● **EXTRACTED TEXT**:
┄┄┄┄┄┄┄┄┄┄

Booted off the back page

England’s series loss to Sri Lanka in Leeds came to its dramatic crescendo while the England football team were in the closing minutes of their World Cup campaign. Being England’s second most popular team sport doesn’t mean that cricket comes anywhere close to football in popularity. And that provided Alastair Cook, Peter Moores and the ECB some protection when the mass media were deciding their targets the following day.

The media now is fragmented and specialised. Cricket-folk read cricinfo, their favourite cricket journalists on newspapers’ online outlets and debate the matters of the day on twitter and forums. This, you may have thought, was self-evident, but not to England’s Managing Director who was taken aback by the force of social media comment when he conspired to rid English cricket of Kevin Pietersen.

Until the 1980s saw an expansion in sports coverage, topical sports news was fitted into two or three broadsheet pages, maybe five or six tabloid. A Test series defeat during a World Cup would only get prominence relative to the other sports stories of the day. A specialist media, feeding off each other’s scoops, interviews and polemics, existed within the press box, but didn’t play out its jostling for position for the enthusiasts in the public to enjoy.

Cricket has been England’s summer sport, only insofar as World Cups, European Championships and Olympics don’t crowd it out of the spotlight. This post looks at cricket stories prior to the 1980s that today’s specialist media would have savoured, or feasted upon, but in the past were booted from the back page by reports, results and previews of the World Cup.

1954 World Cup in Switzerland

In the Final played on the 4 July, West Germany defeated the favourites Hungary, ending their 32 game unbeaten run. Hungary had beaten the Germans 8-3 two weeks earlier, but with their star, Puskas, not fully fit, and his late equaliser ruled out by a linesman for off-side, West Germany won the Final 3-2.

┄┄┄┄┄┄┄┄┄┄

Reproduce the passage of the cricket article that starts at the words "Cricket has been" and ends after "the World Cup.", swapping "spotlight" for "limelight".

● **RECORDED DATA**:
┄┄┄┄┄┄┄┄┄┄

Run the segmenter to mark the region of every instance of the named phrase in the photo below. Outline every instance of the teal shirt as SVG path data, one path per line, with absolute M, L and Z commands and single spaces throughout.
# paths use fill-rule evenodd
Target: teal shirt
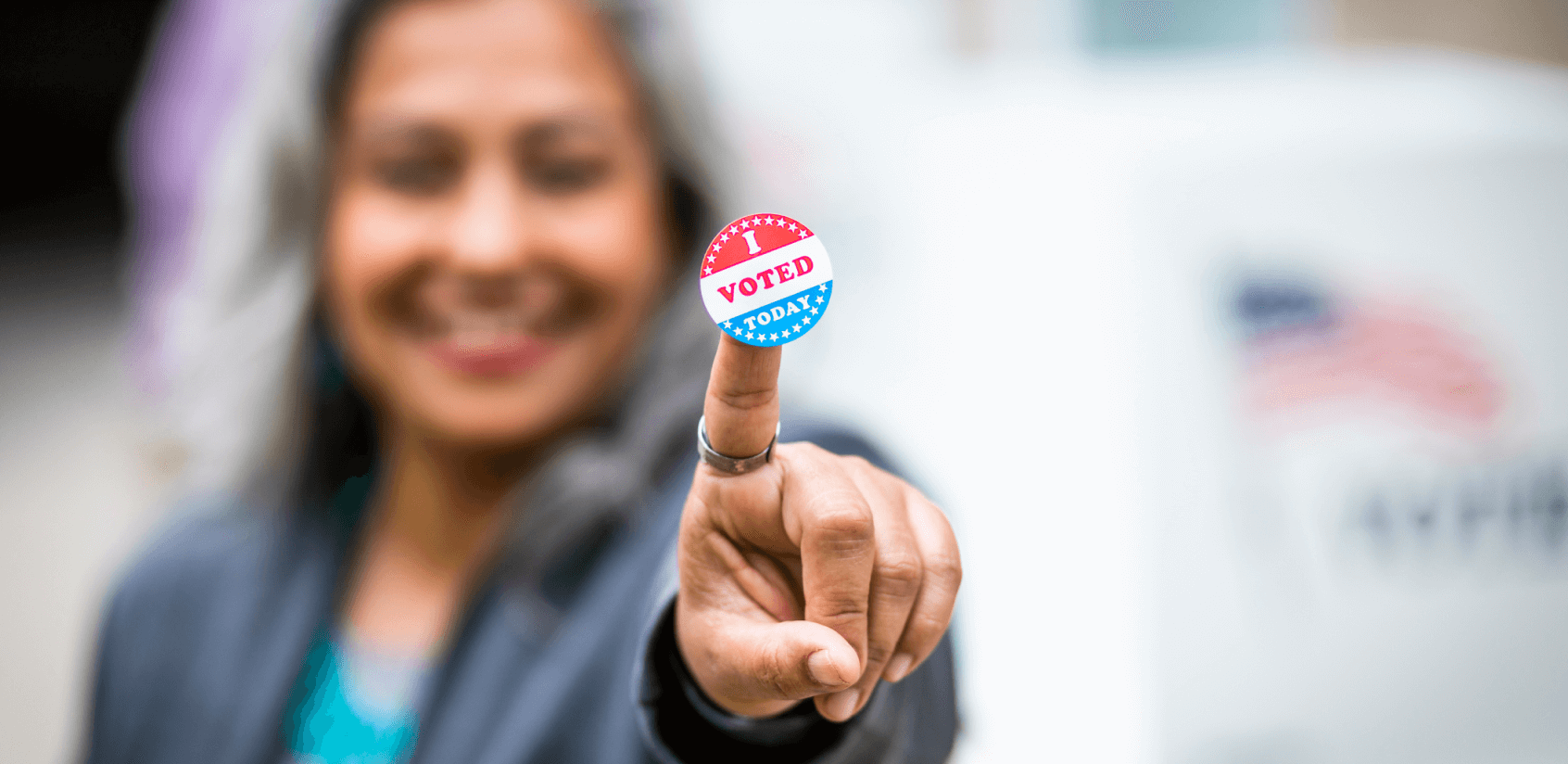
M 284 744 L 299 764 L 395 764 L 419 737 L 419 656 L 376 653 L 321 631 L 284 712 Z

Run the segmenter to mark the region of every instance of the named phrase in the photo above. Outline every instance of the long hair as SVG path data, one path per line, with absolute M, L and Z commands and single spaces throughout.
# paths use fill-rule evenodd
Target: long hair
M 265 55 L 218 146 L 187 273 L 162 322 L 166 413 L 187 452 L 187 493 L 299 505 L 375 464 L 370 411 L 320 320 L 317 243 L 329 110 L 359 39 L 398 2 L 411 0 L 295 3 L 298 17 Z M 721 163 L 691 45 L 646 3 L 588 5 L 638 77 L 684 268 L 608 416 L 561 444 L 517 499 L 549 505 L 519 530 L 528 546 L 550 544 L 648 488 L 690 438 L 717 342 L 691 292 Z

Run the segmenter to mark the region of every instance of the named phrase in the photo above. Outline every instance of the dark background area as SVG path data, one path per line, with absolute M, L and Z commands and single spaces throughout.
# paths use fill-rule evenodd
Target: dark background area
M 9 149 L 0 185 L 6 271 L 58 245 L 93 249 L 103 267 L 118 262 L 127 223 L 119 135 L 162 6 L 162 0 L 8 5 L 0 24 L 6 115 L 0 129 Z

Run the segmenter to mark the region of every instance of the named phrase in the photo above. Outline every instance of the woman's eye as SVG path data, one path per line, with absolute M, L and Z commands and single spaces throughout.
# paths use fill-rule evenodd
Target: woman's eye
M 400 157 L 376 162 L 375 174 L 387 188 L 428 196 L 452 187 L 458 179 L 458 163 L 448 157 Z
M 528 180 L 547 193 L 575 193 L 593 188 L 610 176 L 610 162 L 601 157 L 547 158 L 530 162 Z

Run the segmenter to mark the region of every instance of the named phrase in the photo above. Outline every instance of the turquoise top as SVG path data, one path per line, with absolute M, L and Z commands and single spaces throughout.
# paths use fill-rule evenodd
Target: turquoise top
M 419 737 L 423 656 L 376 651 L 321 631 L 284 712 L 284 744 L 299 764 L 395 764 Z

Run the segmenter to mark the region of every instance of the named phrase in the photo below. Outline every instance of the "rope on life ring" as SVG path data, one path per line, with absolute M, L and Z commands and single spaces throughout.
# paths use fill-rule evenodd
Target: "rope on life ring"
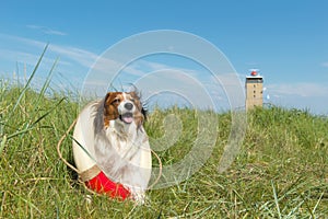
M 57 153 L 58 153 L 60 160 L 61 160 L 67 166 L 69 166 L 70 169 L 72 169 L 74 172 L 78 173 L 78 175 L 79 175 L 79 181 L 80 181 L 81 171 L 79 171 L 75 166 L 73 166 L 71 163 L 69 163 L 69 162 L 62 157 L 62 153 L 61 153 L 61 151 L 60 151 L 60 146 L 61 146 L 62 141 L 69 136 L 69 132 L 70 132 L 70 131 L 72 130 L 72 128 L 75 126 L 77 120 L 78 120 L 78 118 L 75 118 L 75 119 L 73 120 L 73 123 L 70 125 L 70 127 L 66 130 L 66 132 L 65 132 L 65 134 L 61 136 L 61 138 L 59 139 L 59 141 L 58 141 L 58 143 L 57 143 Z M 157 155 L 157 153 L 156 153 L 154 150 L 152 150 L 152 149 L 151 149 L 151 152 L 156 157 L 156 159 L 157 159 L 157 161 L 159 161 L 159 166 L 160 166 L 160 168 L 159 168 L 159 175 L 157 175 L 156 180 L 154 181 L 153 184 L 151 184 L 150 186 L 148 186 L 148 189 L 152 188 L 152 187 L 160 181 L 160 178 L 161 178 L 161 176 L 162 176 L 162 169 L 163 169 L 162 161 L 161 161 L 160 157 Z M 83 183 L 83 185 L 84 185 L 84 187 L 85 187 L 89 192 L 91 192 L 91 193 L 93 193 L 93 194 L 97 194 L 97 193 L 95 193 L 94 191 L 92 191 L 92 189 L 90 189 L 89 187 L 86 187 L 86 185 L 85 185 L 84 183 Z

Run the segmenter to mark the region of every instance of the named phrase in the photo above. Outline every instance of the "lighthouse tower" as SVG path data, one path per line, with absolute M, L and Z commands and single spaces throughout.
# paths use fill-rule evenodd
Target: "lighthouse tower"
M 246 110 L 263 105 L 263 77 L 257 71 L 253 69 L 250 76 L 246 76 Z

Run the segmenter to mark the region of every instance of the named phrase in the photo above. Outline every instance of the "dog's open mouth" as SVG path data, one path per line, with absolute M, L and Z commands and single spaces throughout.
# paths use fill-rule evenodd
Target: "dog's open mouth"
M 119 116 L 119 119 L 126 124 L 130 124 L 133 122 L 133 114 L 132 113 L 125 113 Z

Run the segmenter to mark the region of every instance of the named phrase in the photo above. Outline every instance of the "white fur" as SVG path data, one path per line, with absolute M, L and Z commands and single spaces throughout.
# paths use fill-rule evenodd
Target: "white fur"
M 126 95 L 124 93 L 126 99 Z M 118 106 L 119 114 L 126 113 L 125 100 Z M 144 194 L 151 177 L 151 149 L 142 126 L 125 124 L 119 118 L 103 125 L 103 101 L 86 105 L 80 113 L 73 138 L 83 146 L 87 154 L 73 141 L 73 155 L 77 168 L 85 171 L 97 164 L 113 182 L 121 183 L 131 192 L 137 203 L 144 201 Z M 133 106 L 131 110 L 137 111 Z M 90 158 L 91 157 L 91 158 Z

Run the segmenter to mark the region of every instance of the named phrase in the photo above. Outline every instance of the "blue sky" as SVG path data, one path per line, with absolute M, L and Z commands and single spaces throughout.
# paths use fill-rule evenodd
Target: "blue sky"
M 121 39 L 147 31 L 177 30 L 218 47 L 242 83 L 248 69 L 260 69 L 265 95 L 270 96 L 266 102 L 327 114 L 327 9 L 325 0 L 1 1 L 0 76 L 10 78 L 13 71 L 22 76 L 24 65 L 31 72 L 49 43 L 38 77 L 46 77 L 59 57 L 58 88 L 61 82 L 80 87 L 98 56 Z M 145 58 L 143 64 L 130 68 L 203 71 L 172 56 Z

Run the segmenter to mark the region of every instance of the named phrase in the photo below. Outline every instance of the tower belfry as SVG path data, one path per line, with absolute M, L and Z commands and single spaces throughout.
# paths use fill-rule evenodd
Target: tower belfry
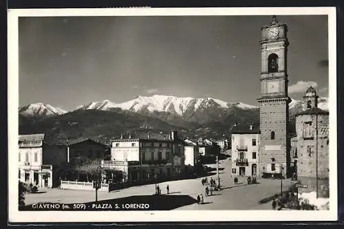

┄┄┄┄┄┄┄┄┄┄

● **RIGHT ANSWER**:
Cricket has been England’s summer sport, only insofar as World Cups, European Championships and Olympics don’t crowd it out of the limelight. This post looks at cricket stories prior to the 1980s that today’s specialist media would have savoured, or feasted upon, but in the past were booted from the back page by reports, results and previews of the World Cup.